:: Exercise goal ::
Express the material below as a Markdown table with the columns Row and Text, one numbered row per line, taking everything from the line containing "Look at the photo below. For each instance of the horse's" down to the line containing "pixel 521 130". Skip blank lines and leave the pictures out of the table.

:: Given records ::
========================================

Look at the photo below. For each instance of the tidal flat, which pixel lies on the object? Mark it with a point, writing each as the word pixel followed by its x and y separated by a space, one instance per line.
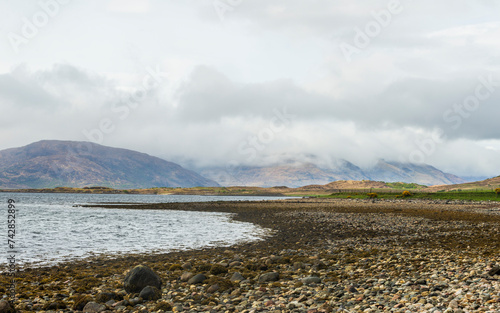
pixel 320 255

========================================

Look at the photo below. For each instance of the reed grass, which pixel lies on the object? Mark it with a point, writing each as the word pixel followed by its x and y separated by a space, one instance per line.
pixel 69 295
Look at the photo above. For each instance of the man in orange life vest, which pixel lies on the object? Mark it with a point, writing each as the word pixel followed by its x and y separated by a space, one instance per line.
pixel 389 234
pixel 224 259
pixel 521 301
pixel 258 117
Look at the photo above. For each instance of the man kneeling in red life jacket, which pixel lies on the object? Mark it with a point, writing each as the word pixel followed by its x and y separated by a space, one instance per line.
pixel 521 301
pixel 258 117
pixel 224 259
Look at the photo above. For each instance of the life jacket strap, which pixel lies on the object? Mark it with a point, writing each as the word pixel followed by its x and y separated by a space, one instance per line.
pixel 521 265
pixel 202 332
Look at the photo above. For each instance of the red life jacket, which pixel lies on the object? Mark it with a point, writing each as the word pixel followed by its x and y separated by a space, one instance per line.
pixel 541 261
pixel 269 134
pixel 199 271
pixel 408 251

========================================

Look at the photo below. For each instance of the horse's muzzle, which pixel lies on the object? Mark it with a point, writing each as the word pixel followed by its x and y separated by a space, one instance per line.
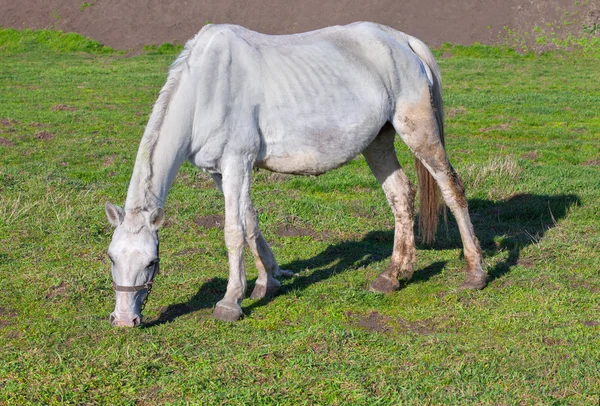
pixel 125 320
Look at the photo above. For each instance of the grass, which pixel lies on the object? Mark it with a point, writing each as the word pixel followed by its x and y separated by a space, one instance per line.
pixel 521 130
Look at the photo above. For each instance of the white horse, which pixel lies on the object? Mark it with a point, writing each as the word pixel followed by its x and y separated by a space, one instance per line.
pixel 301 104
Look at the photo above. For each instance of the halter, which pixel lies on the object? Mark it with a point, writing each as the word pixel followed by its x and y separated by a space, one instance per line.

========================================

:: Response to this exercise ::
| Row | Text |
|---|---|
| 1 | Look at the photo below. For each instance of the horse's muzzle, which pixel lies on the object? Mark it with a point, writing each as the word pixel followed by its x and y separated by a space, one instance per line. |
| 2 | pixel 125 320 |
| 3 | Look at the photo above. For each instance of the grass, which pixel lies on the object? Mark it with a point, writing each as the word pixel followed by its x and y separated by a space, one instance per line. |
| 4 | pixel 521 130 |